Revise the material from the line containing "# locate yellow" through the end, both included, replacing "pile of garbage" with "heap of trash" and leaving everything else unchanged. Give only those lines.

─── Material provided ───

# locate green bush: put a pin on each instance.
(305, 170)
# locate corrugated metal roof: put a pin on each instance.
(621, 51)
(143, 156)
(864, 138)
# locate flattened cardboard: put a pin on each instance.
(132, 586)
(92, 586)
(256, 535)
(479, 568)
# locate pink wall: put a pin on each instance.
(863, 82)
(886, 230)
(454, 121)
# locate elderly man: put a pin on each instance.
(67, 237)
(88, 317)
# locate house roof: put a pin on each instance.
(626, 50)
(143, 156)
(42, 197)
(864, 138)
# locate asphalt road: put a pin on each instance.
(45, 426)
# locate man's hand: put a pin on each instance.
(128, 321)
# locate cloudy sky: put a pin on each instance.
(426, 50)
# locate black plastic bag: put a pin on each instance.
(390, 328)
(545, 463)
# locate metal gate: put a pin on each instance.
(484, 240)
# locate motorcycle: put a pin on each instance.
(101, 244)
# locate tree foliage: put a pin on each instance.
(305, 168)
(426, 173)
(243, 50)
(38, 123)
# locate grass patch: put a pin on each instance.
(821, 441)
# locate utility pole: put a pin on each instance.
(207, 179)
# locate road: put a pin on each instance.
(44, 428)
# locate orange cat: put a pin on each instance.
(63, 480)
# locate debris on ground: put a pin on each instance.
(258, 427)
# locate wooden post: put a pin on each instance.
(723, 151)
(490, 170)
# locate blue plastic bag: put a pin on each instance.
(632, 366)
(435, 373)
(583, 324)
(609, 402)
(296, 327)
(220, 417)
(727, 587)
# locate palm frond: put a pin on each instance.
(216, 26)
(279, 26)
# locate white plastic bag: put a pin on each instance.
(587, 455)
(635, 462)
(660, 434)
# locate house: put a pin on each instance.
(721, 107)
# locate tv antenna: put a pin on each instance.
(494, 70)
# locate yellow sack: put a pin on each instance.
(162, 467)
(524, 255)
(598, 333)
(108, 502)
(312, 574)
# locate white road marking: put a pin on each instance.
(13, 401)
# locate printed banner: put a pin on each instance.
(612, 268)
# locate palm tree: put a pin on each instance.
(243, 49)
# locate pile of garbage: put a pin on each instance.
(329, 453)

───

▶ _Task result_:
# locate yellow sack: put a pin on each instance.
(162, 467)
(524, 255)
(598, 333)
(108, 502)
(312, 574)
# locate white road marking: put a pin on each instance.
(13, 401)
# locate printed banner: put a pin on each instance.
(612, 268)
# locate palm tree: put a pin on each instance.
(243, 49)
# locate heap of trash: put a pin on each instance.
(329, 453)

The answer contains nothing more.